#### Leestekst
= = = = =

U schrijft dat bij investeringsbeslissingen in Nederland ook wordt gekeken naar de mondiale investeringsstrategie en rendementseisen van de vaak buitenlandse moederbedrijven; wat zijn de rendementseisen van de buitenlandse moederbedrijven? Zijn de rendementen waar deze bedrijven mee rekenen voor hun fossiele fabrieken en voor hun (in de toekomst) verduurzaamde fabrieken vergelijkbaar? Zo nee, hoe groot is het verschil in deze rendementen? Zijn deze rendementen waarmee gerekend mag worden bij het verlenen van staatssteun vergelijkbaar? Gebeuren de verduurzamingsinvesteringen niet omdat de bedrijven met hun fossiele fabrieken simpelweg hogere rendementen maken?
U schrijft dat de energieprijzen en de CO2-beprijzing belangrijk zijn voor het investeren in een nieuwe, verduurzaamde fabriek; hoe kan nu waar zijn aangezien die nieuwe fabriek niet draait op huidige (dure) fossiele brandstoffen en geen of in elk geval veel minder last zal hebben van CO2-beprijzing? Kijken bedrijven niet vooral naar de rendementen die de nieuwe fabriek in de toekomst zal maken? Zo ja, wat zijn de belangrijkste determinanten voor dat rendement? Waarom lukt het via de maatwerkafspraken niet om die rendementen op voldoende niveau te krijgen?
U schrijft dat u zich blijft inzetten op het sluiten van maatwerkafspraken, maar wat is er dan nu anders dan de afgelopen jaren waardoor het sluiten van de maatwerkafspraken wel zou lukken? Wat is uw plan B als de maatwerkafspraken niet tot resultaten leiden? En waarom zet u dat plan B niet nu al in?

= = = = =

Records:

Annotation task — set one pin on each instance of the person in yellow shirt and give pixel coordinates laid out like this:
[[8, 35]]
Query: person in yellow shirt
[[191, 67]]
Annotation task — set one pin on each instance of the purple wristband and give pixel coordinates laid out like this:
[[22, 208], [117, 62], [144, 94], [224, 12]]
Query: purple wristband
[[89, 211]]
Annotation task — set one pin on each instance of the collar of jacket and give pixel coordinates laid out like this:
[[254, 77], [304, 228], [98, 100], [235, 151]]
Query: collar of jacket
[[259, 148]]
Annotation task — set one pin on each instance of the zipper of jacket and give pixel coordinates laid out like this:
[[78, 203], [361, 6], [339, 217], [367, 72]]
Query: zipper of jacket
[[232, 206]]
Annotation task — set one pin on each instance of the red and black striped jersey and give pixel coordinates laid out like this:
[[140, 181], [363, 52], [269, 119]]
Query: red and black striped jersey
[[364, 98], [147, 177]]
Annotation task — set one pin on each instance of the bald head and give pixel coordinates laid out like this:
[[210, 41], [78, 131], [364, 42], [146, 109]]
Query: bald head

= = = = =

#### Opdracht 1
Neem uit de eerste alinea van de tekst over maatwerkafspraken en rendementen alle volledige zinnen over die op een vraagteken eindigen.
#### Opdracht 2
Schrijf de tekst over maatwerkafspraken en rendementen verder na de laatste zin.

#### Antwoord 1
1. U schrijft dat bij investeringsbeslissingen in Nederland ook wordt gekeken naar de mondiale investeringsstrategie en rendementseisen van de vaak buitenlandse moederbedrijven; wat zijn de rendementseisen van de buitenlandse moederbedrijven?
2. Zijn de rendementen waar deze bedrijven mee rekenen voor hun fossiele fabrieken en voor hun (in de toekomst) verduurzaamde fabrieken vergelijkbaar?
3. Zo nee, hoe groot is het verschil in deze rendementen?
4. Zijn deze rendementen waarmee gerekend mag worden bij het verlenen van staatssteun vergelijkbaar?
5. Gebeuren de verduurzamingsinvesteringen niet omdat de bedrijven met hun fossiele fabrieken simpelweg hogere rendementen maken?

#### Antwoord 2
Bent u bekend met het artikel van Follow The Money van 29 juli jl. over het afschaffen van de CO2-heffing?[2] Bent u het eens met de stelling in het artikel dat, met het afschaffen van de CO2-heffing, de stok achter de deur om de industrie te bewegen om te verduurzamen is weggevallen? Klopt het dat het verduurzamen van de industrie middels de maatwerkafspraken duurder is geworden omdat een deel van de CO2-reductie nu niet meer door de CO2-heffing wordt geregeld? Bent u het eens met de expert in het artikel die stelt dat er geen sprake van een concurrentienadeel voor de hele Nederlandse industrie maar dat het nadeel alleen bestaat voor de meest vervuilende bedrijven, ofwel degene die geen zin hebben om te vergroenen?
Kunt u deze vragen ruim voorafgaand aan het commissiedebat Verduurzaming Industrie op 10 september beantwoorden?
(1) Kamerstuk 29 826 nr. 260
[2] Follow The Money, 29 juli 2025, 'Afgeschafte CO2-heffing was 'stok achter de deur' om Tata en Shell onder druk te zetten'. (https://www.ftm.nl/artikelen/zonder-co2-heffing-geen-grip-op-verduurzaming-industrie)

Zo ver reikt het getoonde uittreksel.